• [Short exercise 1]: Can you set down, word for word, the lines of the listing that begin at the line containing "Teacher note: indicate the light" and end after the line containing "point(104, 238)"?

**** Provided text

Many clubs and organisations rotate the important role of introducing other speakers at their meetings. If you are relatively inexperienced at public speaking this is a great opportunity to practice and build your confidence.

When introducing other speakers you are aiming to create a favourable environment for them to present. If the right words are chosen you can put the audience into a receptive mood to listen. On the other hand a poor choice can leave the audience bored and restless.

Introductions are as different as the individuals involved. In presenting public speakers, each requires a separate approach, in the same way each hole in golf course is played a little differently from the other seventeen holes. Whether you get a high platform rating or a low golf score depends on the approach you chose.

The following tips will help you choose your approach to boost your platform score:

Plan Your Introductions

Introductions deserve more than impromptu fumbling. Learn about the speaker you are about to introduce. If you don't know the speaker, discover as much as you can about the speaker by getting to know them. Try to answer the following questions;

What is their area of expertise?

What subject are they speaking on?

What do others say about them?

What business line are they in?

Plan carefully how you are going to introduce them to their audience and you will put them and their audience in "sync" with each other.

Length of Your Introduction

Be brief like good literature 'talk long enough to cover the details but be short enough to leave the audience wanting more. Your job is to build up the speaker not to give the speech or to make yourself the centre of attention. A custom to keep in mind is that the more well known the speaker the shorter the introduction needs to be.

Keep It Simple and Sincere

Do not over complicate your introductory speech. By keeping it simple you will not confuse the audience. Mean what you say about the speaker; do not exaggerate the speaker's experience or ability. You have the opportunity to spur on the modest speaker with a few well chosen words.

Structure of the Introduction A useful outline to use to structure your introduction is

- Opening remarks - start with an upbeat remark

- Biographical details about the speaker - who the speaker is?

- Topic of his speech - be brief - do not give the speech for him

- Thank the speaker and clearly pronounce his name

The introduction of guest speakers is a very important role. It can boost or detract from the audience's enjoyment of the speech. It is a great way to build your experience and confidence for your own public speaking. And if you enjoy the role introducing of speakers you could consider the more involved master of ceremonies role for further public speaking experience.

********

• [Short exercise 2]:
Answer these about the text on introducing speakers:
(a) How should an introduction's length change as the speaker becomes better known?
(b) Which sport does the text use to compare the different approaches speakers require?
(c) Which role does it suggest for further public speaking experience?

**** Exercise data

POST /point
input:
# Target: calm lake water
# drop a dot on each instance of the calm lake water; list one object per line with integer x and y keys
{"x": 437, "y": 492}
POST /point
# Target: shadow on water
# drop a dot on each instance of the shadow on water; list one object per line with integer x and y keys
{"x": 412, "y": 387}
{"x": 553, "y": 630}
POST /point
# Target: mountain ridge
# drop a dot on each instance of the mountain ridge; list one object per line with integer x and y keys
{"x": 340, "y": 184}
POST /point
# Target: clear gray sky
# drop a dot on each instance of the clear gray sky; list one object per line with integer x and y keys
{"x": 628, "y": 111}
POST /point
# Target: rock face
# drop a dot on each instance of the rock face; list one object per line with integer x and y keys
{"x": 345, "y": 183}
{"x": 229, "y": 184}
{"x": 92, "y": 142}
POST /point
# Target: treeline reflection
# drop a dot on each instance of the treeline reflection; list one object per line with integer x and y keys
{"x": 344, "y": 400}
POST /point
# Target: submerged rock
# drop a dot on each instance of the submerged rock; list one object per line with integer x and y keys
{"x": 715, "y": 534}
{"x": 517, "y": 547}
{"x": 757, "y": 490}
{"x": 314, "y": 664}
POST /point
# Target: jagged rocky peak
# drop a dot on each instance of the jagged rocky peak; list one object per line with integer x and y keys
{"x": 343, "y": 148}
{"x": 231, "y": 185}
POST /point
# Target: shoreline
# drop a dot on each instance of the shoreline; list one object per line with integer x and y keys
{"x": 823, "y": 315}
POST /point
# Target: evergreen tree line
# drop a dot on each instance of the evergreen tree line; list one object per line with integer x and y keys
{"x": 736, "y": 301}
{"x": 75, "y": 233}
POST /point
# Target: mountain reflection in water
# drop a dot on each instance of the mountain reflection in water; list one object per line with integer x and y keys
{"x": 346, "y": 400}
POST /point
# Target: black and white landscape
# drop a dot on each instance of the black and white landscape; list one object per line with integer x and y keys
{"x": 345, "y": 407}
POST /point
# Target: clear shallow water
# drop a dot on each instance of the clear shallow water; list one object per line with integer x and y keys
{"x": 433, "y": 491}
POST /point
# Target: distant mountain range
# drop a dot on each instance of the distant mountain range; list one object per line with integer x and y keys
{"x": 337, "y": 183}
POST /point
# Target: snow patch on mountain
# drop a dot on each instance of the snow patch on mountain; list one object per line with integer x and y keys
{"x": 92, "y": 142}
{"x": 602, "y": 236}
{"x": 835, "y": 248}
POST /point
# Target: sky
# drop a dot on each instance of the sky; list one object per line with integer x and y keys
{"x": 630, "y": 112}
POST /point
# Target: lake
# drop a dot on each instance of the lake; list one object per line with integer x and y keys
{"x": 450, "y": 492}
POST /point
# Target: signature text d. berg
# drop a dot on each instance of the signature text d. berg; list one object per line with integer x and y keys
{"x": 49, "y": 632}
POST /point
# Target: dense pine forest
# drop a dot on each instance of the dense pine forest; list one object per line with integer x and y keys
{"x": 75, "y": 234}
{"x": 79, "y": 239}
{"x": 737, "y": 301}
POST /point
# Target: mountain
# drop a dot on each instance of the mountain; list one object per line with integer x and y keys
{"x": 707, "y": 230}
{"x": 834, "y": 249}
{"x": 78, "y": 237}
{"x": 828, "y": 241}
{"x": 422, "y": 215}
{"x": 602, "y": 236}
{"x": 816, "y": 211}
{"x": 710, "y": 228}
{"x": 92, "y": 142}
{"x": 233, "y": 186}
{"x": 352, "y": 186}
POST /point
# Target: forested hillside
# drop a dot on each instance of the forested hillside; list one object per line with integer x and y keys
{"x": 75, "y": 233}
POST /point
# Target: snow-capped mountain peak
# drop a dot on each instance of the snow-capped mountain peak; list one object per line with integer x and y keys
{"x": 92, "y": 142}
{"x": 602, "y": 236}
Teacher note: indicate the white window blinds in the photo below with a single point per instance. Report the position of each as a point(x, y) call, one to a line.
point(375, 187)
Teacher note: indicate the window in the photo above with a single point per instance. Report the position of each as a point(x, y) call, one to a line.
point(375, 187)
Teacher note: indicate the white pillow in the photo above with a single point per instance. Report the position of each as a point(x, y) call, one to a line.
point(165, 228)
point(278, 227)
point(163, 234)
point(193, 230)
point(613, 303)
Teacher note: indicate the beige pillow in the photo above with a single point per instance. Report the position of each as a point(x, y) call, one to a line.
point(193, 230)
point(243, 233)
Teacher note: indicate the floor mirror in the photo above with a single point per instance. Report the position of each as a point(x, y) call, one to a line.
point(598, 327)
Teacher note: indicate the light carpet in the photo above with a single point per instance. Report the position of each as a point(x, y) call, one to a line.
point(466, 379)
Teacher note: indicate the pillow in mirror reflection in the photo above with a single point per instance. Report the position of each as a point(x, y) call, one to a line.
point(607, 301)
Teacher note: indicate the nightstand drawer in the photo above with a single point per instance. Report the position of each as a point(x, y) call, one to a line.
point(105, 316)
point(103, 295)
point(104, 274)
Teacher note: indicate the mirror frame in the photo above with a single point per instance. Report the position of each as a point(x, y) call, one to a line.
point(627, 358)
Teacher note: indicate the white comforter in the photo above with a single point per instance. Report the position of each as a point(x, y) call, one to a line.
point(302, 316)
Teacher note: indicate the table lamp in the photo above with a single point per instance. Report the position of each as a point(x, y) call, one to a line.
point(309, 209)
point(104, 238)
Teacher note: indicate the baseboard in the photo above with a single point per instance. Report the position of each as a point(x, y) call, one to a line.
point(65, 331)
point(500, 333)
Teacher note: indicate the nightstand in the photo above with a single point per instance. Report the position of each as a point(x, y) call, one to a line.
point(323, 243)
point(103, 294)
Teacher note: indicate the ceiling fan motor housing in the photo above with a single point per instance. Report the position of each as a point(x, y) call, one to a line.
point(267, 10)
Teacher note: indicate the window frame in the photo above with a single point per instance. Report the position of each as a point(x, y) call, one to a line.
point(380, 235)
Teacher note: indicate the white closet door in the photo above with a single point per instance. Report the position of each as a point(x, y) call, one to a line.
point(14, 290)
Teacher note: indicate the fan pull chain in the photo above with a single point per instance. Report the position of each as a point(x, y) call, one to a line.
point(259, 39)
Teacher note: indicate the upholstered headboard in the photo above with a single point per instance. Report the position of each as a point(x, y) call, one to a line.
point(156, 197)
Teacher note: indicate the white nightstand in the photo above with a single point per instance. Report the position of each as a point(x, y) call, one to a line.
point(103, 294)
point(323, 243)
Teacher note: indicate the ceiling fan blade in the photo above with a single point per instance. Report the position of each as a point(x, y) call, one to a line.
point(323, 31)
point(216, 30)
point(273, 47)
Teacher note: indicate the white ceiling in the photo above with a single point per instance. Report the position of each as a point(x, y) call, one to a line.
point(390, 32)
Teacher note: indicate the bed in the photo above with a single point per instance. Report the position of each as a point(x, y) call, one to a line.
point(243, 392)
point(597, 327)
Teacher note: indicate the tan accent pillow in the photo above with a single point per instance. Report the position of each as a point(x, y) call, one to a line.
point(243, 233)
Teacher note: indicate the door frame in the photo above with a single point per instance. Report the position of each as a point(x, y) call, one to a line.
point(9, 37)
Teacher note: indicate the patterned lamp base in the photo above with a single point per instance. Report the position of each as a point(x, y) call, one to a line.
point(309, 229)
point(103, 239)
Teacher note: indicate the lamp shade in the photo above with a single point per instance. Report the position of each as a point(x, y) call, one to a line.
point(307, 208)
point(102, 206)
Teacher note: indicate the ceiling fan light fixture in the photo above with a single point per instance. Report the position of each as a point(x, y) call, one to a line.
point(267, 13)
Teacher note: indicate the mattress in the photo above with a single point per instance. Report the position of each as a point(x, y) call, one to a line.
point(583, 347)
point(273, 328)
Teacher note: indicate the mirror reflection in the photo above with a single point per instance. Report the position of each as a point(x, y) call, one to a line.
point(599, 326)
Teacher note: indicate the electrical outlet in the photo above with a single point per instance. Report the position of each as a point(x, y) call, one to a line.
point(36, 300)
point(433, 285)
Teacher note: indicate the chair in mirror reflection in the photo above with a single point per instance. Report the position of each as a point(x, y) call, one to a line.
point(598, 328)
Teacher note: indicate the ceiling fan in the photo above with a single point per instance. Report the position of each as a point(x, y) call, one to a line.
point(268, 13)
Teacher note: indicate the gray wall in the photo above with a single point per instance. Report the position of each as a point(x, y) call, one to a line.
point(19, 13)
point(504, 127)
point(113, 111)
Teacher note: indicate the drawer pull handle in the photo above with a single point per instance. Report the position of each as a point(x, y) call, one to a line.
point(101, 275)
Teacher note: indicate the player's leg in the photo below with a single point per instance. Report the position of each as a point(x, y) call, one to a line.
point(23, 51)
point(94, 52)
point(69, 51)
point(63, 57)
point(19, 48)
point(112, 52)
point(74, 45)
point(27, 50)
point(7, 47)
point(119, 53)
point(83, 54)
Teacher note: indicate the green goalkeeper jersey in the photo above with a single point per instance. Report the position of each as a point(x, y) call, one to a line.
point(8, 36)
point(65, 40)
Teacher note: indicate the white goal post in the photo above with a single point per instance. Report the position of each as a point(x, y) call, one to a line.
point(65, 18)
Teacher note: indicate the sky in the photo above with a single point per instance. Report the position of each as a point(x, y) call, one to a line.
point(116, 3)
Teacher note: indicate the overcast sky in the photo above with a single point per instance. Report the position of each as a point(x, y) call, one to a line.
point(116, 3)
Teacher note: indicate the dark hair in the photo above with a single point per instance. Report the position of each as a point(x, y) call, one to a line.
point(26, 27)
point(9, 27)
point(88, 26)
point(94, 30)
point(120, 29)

********

• [Correct output 1]:
Teacher note: indicate the light carpet in the photo above with a single point per instance. Report the position of each as a point(x, y) call, one to a line.
point(466, 379)
Teacher note: indicate the pillow in mirror reflection in the photo above with a single point per instance. Report the position of each as a point(x, y) call, one to a line.
point(607, 301)
Teacher note: indicate the nightstand drawer in the photo above with a single point per instance. Report the position of each as a point(x, y) call, one to a line.
point(105, 316)
point(103, 295)
point(104, 274)
Teacher note: indicate the mirror frame in the photo above with a single point per instance. Report the position of each as a point(x, y) call, one to a line.
point(627, 358)
Teacher note: indicate the white comforter in the photo above with a single point per instance. Report the position of each as a point(x, y) call, one to a line.
point(302, 316)
Teacher note: indicate the table lamp in the photo above with a single point per instance. Report the position of each as a point(x, y) call, one to a line.
point(309, 209)
point(104, 238)

• [Correct output 2]:
(a) The more well known the speaker, the shorter the introduction needs to be.
(b) Golf.
(c) The master of ceremonies role.